Phrase grounding data.
++++

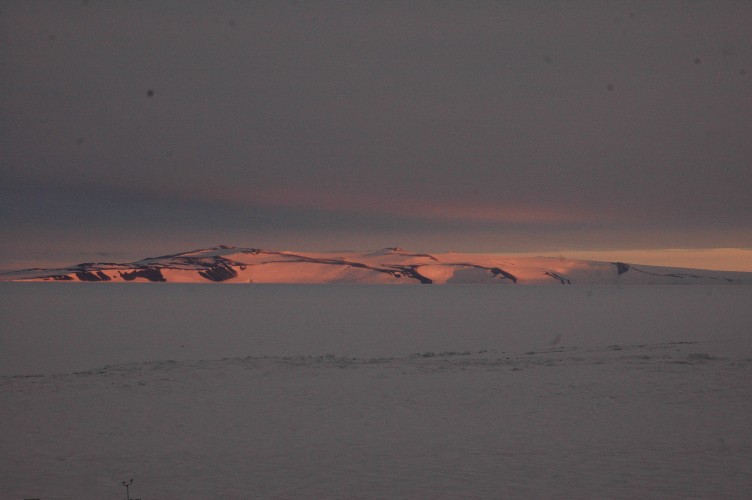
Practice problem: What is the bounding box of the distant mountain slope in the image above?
[2,246,751,285]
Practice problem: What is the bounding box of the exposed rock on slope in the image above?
[2,246,750,285]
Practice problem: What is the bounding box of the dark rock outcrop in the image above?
[120,268,166,282]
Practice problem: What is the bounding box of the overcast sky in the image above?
[1,1,751,269]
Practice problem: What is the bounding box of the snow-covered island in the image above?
[2,245,751,284]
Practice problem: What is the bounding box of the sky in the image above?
[1,1,751,270]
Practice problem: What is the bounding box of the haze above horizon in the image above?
[2,2,750,270]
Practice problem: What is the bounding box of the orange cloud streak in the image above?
[206,185,593,225]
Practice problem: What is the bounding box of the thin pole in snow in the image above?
[122,478,133,500]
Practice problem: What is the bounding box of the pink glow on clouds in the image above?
[195,185,593,225]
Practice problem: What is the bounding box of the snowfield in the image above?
[3,245,751,285]
[1,284,751,499]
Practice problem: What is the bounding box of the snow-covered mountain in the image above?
[2,245,751,284]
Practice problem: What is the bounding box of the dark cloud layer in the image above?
[1,1,751,264]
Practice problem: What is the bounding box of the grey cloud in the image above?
[1,1,751,261]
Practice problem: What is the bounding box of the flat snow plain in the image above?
[1,284,751,499]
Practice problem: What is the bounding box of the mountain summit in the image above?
[2,246,750,285]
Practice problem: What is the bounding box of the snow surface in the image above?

++++

Exercise objective.
Give every record again exactly, apart from the pictures, which stay out.

Task answer.
Practice problem: What is the bounding box of the distant mountain slope in the image above?
[2,246,751,285]
Practice problem: What is the bounding box of the exposed rock on slope in the image above?
[2,246,750,285]
Practice problem: What is the bounding box of the dark rock outcrop in the image above?
[120,268,166,282]
Practice problem: What is the bounding box of the overcast sky in the image above?
[1,1,751,269]
Practice problem: What is the bounding box of the snow-covered island in the image above?
[2,245,751,284]
Practice problem: What is the bounding box of the sky in the image above?
[1,1,751,270]
Practice problem: What is the bounding box of the haze above horizon in the image above?
[2,2,750,270]
Practice problem: What is the bounding box of the orange cloud streak in the image above?
[206,185,593,225]
Practice problem: What is the bounding box of the thin pole in snow in the image above?
[122,478,133,500]
Practice problem: What is the bounding box of the pink glow on clouds in the image above?
[195,185,593,225]
Practice problem: What is the bounding box of the snowfield in the image above?
[3,245,751,285]
[1,284,751,499]
Practice problem: What is the bounding box of the snow-covered mountain in the image above?
[2,245,751,284]
Practice problem: What is the bounding box of the dark cloud layer in the image above?
[1,1,751,264]
Practice problem: What is the bounding box of the grey cloud in the image above?
[1,1,751,261]
Practice problem: What is the bounding box of the flat snow plain in the image above?
[1,284,751,499]
Practice problem: What is the bounding box of the mountain summit in the image above?
[2,246,750,285]
Practice problem: What is the bounding box of the snow surface in the image above?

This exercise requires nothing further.